DIRECTIONS: The lines from the one containing "Can you find the leather" through the end of the entries are what to output; reproduce them exactly and add nothing.

[SUPPLIED DATA — start]

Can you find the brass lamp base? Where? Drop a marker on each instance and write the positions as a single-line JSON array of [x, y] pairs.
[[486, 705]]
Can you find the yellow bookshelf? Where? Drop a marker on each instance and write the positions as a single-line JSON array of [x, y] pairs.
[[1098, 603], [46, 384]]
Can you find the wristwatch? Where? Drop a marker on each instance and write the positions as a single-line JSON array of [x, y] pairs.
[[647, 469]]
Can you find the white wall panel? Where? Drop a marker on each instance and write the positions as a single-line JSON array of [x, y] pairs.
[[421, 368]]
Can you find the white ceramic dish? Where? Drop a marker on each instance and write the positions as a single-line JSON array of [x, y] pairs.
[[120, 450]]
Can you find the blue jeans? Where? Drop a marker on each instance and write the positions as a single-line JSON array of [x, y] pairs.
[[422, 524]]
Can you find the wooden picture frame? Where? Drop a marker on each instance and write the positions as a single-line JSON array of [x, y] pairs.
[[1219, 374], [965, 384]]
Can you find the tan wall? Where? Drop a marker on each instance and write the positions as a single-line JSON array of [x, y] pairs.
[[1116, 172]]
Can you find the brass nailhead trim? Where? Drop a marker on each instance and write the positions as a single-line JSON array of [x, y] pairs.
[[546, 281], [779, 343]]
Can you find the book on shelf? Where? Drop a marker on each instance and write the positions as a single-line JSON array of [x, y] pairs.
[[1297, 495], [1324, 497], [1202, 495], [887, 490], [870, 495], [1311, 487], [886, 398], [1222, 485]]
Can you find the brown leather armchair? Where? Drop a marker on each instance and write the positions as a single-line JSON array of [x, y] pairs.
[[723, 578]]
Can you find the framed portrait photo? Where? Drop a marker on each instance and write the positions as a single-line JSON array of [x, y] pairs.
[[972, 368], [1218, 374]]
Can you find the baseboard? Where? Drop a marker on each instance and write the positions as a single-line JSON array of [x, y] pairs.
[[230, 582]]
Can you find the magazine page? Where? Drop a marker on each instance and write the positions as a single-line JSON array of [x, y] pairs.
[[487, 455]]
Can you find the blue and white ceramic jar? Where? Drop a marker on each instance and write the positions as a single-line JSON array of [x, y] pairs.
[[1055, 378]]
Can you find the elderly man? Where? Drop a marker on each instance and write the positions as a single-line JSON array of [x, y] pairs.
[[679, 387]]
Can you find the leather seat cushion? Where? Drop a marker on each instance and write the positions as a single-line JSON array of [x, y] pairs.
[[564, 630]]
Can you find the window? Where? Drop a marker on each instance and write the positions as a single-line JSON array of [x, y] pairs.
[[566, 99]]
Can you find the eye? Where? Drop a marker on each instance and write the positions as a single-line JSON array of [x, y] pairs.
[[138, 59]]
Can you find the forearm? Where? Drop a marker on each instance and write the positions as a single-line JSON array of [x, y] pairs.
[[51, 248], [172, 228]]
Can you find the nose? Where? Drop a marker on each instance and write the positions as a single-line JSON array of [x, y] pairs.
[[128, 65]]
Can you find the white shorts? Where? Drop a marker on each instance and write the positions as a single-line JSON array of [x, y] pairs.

[SUPPLIED DATA — finish]

SOLVED EXERCISE:
Can you find the leather seat cushion? Where? Drop a marker on each instance and write the positions as a single-line JSON array of [x, y] pairs.
[[564, 630]]
Can you find the window? Where? Drop a marker on each instance and write the positions as a single-line JSON array of [x, y] pairs.
[[566, 99]]
Can you find the eye? Where? Drop a marker on each instance and write the positions as a single-line JSON array of [x, y] pairs.
[[138, 59]]
Can you find the forearm? Where? Drop a marker on each instance and write the positions as a single-line JSON array of [x, y] pairs.
[[51, 248], [172, 228]]
Can you find the nose? Where? Drop a marker on each instance and write the positions as a single-line JSON array of [x, y] pairs.
[[128, 65]]
Can you find the white shorts? Where? Drop a marker on each instance and write the positions as a single-line JSON array of [x, y] pairs.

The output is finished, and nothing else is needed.